Exercise instructions:
a – Copy the court ruling on the Saint-Hyacinthe sign by-law word for word, from "14.1.5  Prohibited Signs" up to and including "in industrial zones.".
b – According to the court ruling on the Saint-Hyacinthe sign by-law, why should courts first check whether a challenged provision can be read in a way that fits constitutional guarantees before subjecting it to constitutional scrutiny? Answer in one to three sentences.
c – Go on with the court ruling on the Saint-Hyacinthe sign by-law, picking up after its last sentence.

Source excerpt:
2.  Everyone has the following fundamental freedoms:

 

                                                                   . . .

 

(b)  freedom of thought, belief, opinion and expression, including freedom of the press and other media of communication;

 

 

Règlement d’urbanisme no 1200 de la Ville de Saint‑Hyacinthe

 

[translation]

 


2.2.4  Definitions

 

                                                                   . . .

 

Sign:   

 

Any writing (letters, words, numbers), any pictorial representation (drawing, engraving, photograph, illustration, image), any emblem (slogan, symbol, trade mark), any flag (banner, pennant, standard, streamer), any advertising billboard or any other similar object or similar means that:

 

is attached to, is part of or is placed on or outside a building or on land;

 

is used to notify, inform, announce, advertise or for other similar purposes.

 

                                                                   . . .

 

Advertising sign:

 

Sign indicating at least the name of a company and drawing attention to a business, a product, a service or an entertainment carried on, sold or offered other than the property on which it is placed.

 

14.1.5  Prohibited Signs

 

                                                                   . . .

 

The following signs are prohibited:

 

(p)  advertising signs and advertising billboards, except those located in industrial zones.

 

VI.  Analysis

 

A.  Issues

 


13                               In this Court, the parties argued only the constitutional issue.  In the Municipal Court, Guignard had proposed an alternative to that argument by suggesting a restrictive interpretation of the municipal by-law.  As a rule, the courts must ensure that the impugned provisions of an Act or regulation can be interpreted in a manner that is consistent with the constitutional guarantees before submitting it to constitutional scrutiny.  That is, they must avoid applying the provisions of the Charter prematurely, by first ascertaining whether an adequate alternative solution could be found by applying the relevant principles.  For instance, in proceedings challenging the constitutional validity of a municipal by-law, the courts will first determine whether it complies with its enabling legislation (see Nanaimo (City) v. Rascal Trucking Ltd., [2000] 1 S.C.R. 342, 2000 SCC 13; Montréal (City of) v. Arcade Amusements Inc., [1985] 1 S.C.R. 368).  They will then ascertain whether these municipal powers have been exercised in a manner that complies with the general principles governing municipal by-laws.  Ultimately, they must consider the meaning of the impugned provision of the by-laws and decide whether it can be interpreted in a manner that is consistent with the constitutional guarantee at issue.

Material provided:
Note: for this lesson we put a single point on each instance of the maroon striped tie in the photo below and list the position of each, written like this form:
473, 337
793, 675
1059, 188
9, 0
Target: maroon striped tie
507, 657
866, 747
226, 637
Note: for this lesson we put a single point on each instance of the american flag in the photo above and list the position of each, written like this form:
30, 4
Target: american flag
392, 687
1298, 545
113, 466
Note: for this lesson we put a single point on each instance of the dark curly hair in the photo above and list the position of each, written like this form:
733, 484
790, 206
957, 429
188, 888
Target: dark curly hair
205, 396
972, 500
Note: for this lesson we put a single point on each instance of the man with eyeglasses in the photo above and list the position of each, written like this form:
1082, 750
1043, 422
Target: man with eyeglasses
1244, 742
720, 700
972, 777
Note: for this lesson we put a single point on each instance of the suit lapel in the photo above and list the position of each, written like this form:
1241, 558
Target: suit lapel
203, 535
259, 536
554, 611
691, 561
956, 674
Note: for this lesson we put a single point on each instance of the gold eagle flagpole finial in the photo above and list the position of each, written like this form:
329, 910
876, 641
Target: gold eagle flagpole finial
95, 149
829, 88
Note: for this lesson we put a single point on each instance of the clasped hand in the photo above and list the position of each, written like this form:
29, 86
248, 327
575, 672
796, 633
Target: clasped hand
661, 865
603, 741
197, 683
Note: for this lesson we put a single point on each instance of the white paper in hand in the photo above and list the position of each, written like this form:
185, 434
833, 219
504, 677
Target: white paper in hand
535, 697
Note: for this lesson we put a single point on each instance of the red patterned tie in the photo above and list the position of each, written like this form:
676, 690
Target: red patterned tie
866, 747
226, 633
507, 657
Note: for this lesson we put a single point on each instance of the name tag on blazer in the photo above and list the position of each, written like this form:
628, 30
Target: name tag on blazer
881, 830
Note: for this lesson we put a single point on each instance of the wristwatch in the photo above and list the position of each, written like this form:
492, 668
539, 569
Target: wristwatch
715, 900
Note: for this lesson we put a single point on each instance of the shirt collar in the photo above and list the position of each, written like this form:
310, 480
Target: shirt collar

Results:
a –
14.1.5  Prohibited Signs

 

                                                                   . . .

 

The following signs are prohibited:

 

(p)  advertising signs and advertising billboards, except those located in industrial zones.

b – Checking first keeps courts from applying the Charter too early. It lets them see whether an adequate alternative solution can be found by applying the relevant principles.

c –
 

14                               In this case, there is no doubt that municipal legislation in Quebec authorizes the respondent’s zoning by-law.  The efforts made to find a more restrictive meaning that would make it consistent with freedom of expression were unsuccessful in the Municipal Court and were not repeated.  Such an attempt would in any event have failed again, given the plain words of the by-law.  In fact, the expression “advertising sign” in s. 2.2.4 of the Règlement d’urbanisme no 1200 de la Ville de Saint‑Hyacinthe refers to any sign that includes a trade name and attracts attention, either favourable or negative, to a business, product or service.  The appellant’s sign is indisputably covered by this definition.  The constitutional issue cannot therefore be avoided.

 

B.  Arguments of the Parties

 


15                               The appellant argues that the municipal by-law violates s. 2 (b) of the Charter and is not justified by s. 1.  He contends, more specifically, that the effect of s. 14.1.5 and the definitions of “sign” and “advertising sign” in s. 2.2.4 of the by‑law is, for all practical purposes, to prohibit the posting of a consumer’s unfavourable opinion of a business, product or service.  He argues that the means adopted by the respondent to prevent visual pollution in the municipality are disproportionate, and needlessly infringe freedom of expression.  In his statement of the relief sought, however, Guignard seems to be seeking to have the by-law read down, or perhaps to be excluded or exempted from the application of the by-law, while at the same time challenging its validity.

 

16                               The respondent denies that its by-law violates the guarantee of freedom of expression.  It recognizes that the appellant’s sign conveys a meaning but contends that neither the purpose nor the effect of the by-law is to limit freedom of expression.  It maintains that the aim of the impugned provisions is to prevent visual pollution and driver distraction.  Finally, the respondent submits that the by-law does not violate the appellant’s freedom of expression since publicizing a private dispute does not promote any of the three values underlying freedom of expression.  The respondent identifies those values as the search for truth, participation in social or political decision-making and diversity in forms of individual self-fulfilment and human flourishing.  This argument suggests that the appellant has failed even to establish any infringement of freedom of expression, which would mean that justification under s. 1  of the Charter is unnecessary.  However, if this Court finds that the by-law limits freedom of expression, the respondent contends that the restriction is justified under s. 1  of the Charter, and that this exercise of municipal powers is accordingly valid and the judgments of the Quebec courts should be upheld.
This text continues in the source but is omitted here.